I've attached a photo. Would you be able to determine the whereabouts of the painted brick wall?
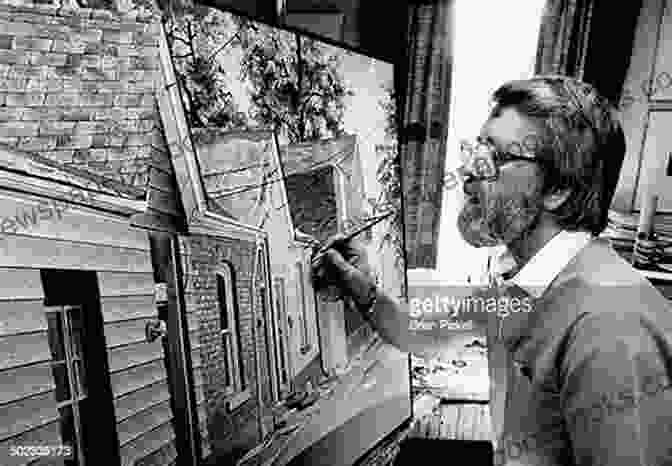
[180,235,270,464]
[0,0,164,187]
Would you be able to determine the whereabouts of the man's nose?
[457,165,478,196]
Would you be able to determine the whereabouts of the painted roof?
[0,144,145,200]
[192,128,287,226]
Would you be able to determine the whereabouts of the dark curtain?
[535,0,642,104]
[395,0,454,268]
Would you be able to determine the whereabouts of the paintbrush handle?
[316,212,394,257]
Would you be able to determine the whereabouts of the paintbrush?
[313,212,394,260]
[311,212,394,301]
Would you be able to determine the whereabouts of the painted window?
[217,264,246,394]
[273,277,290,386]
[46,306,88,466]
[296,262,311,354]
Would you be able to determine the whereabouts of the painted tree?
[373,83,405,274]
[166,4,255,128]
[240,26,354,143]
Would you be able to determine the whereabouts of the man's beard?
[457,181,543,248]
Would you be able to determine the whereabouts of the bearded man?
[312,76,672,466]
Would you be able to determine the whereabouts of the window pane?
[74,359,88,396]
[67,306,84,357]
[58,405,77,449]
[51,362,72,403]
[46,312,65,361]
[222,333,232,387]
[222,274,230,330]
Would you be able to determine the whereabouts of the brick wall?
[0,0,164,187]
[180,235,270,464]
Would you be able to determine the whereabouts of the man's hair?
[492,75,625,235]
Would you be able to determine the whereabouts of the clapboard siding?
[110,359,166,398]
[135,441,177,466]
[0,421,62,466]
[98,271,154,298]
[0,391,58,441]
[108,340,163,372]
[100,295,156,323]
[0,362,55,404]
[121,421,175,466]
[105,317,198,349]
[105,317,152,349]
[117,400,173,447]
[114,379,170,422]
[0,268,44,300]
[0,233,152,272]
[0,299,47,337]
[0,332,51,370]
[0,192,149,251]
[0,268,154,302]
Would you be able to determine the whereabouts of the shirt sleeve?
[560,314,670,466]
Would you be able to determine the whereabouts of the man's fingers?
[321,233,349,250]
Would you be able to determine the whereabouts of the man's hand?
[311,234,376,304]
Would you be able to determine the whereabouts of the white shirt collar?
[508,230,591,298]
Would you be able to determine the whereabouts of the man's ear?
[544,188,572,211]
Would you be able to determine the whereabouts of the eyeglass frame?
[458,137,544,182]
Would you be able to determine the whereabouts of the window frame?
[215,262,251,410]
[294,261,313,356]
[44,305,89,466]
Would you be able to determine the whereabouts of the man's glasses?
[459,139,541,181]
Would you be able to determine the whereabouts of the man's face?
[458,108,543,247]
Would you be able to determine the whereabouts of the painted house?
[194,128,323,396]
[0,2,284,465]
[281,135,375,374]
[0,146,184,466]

-------

# Work to be completed:
Convert the rows above into a two-column CSV with the headers "request" and "boxes", giving one line per request: its text in the first field and its answer in the second, each enclosed in double quotation marks and with any line breaks replaced by spaces. Include every row, and omit the pictures.

# Output of the task:
request,boxes
"I've attached a photo. Would you be able to determine the whereabouts of the painted brick wall?","[180,235,270,464] [0,0,164,187]"
"Would you be able to determine the whereabouts of the man's nose?","[457,165,478,196]"
"Would you be able to determine the whereabouts of the painted roof?","[0,144,145,200] [192,128,287,226]"
"Would you be able to determine the whereabouts of the dark curtain?","[535,0,642,104] [395,0,454,268]"
"Would you be able to determine the whereabouts of the paintbrush handle?","[316,212,394,257]"
"Would you be able to determine the whereabouts of the paintbrush?","[313,212,394,260] [311,212,394,301]"
"Would you be able to determine the whereabouts of the painted window?","[217,264,246,394] [273,277,290,386] [46,306,88,466] [296,262,311,354]"
"Would you be able to determine the whereabouts of the painted tree?","[373,83,405,274] [166,4,255,128] [240,26,354,143]"
"Would you be able to determine the whereabouts of the man's beard?","[457,181,543,248]"
"Would you be able to determine the whereabouts of the bearded man?","[312,76,672,466]"
"Would you be able to determine the whereabouts of the window pane?","[74,359,88,396] [67,306,84,357] [58,405,77,449] [51,362,72,403] [46,312,65,361] [222,333,232,387] [222,274,230,330]"
"Would you be able to determine the whereabouts of the brick wall?","[0,0,164,187] [180,235,270,464]"
"Would you be able to determine the whereabouts of the man's hair?","[492,75,625,235]"
"Would you be able to determine the whereabouts of the clapboard siding?","[110,359,166,398] [135,441,177,466] [0,421,62,466] [98,271,154,298] [0,391,58,441] [108,340,163,372] [100,295,156,323] [0,362,55,404] [121,421,175,466] [105,317,198,349] [105,317,152,349] [117,400,173,447] [114,379,170,422] [0,268,44,300] [0,233,152,272] [0,299,47,337] [0,332,51,370] [0,192,149,251] [0,268,154,302]"
"Would you be able to determine the whereabouts of the shirt sleeve?","[560,314,670,466]"
"Would you be able to determine the whereabouts of the man's fingers?","[321,233,349,250]"
"Would you be able to determine the whereabouts of the man's hand?","[311,234,376,304]"
"Would you be able to determine the whereabouts of the white shirt collar?","[508,230,591,298]"
"Would you be able to determine the whereabouts of the man's ear?","[544,188,572,211]"
"Would you be able to determine the whereabouts of the eyeglass frame?","[458,137,544,182]"
"Would you be able to determine the whereabouts of the window frame?","[215,262,251,410] [294,261,313,356] [44,305,89,466]"
"Would you be able to determine the whereabouts of the man's glasses?","[459,139,541,181]"
"Would you be able to determine the whereabouts of the man's face?","[458,108,543,247]"
"Would you be able to determine the whereabouts of the painted house?","[194,128,323,396] [0,2,284,465] [281,135,375,374] [0,146,184,466]"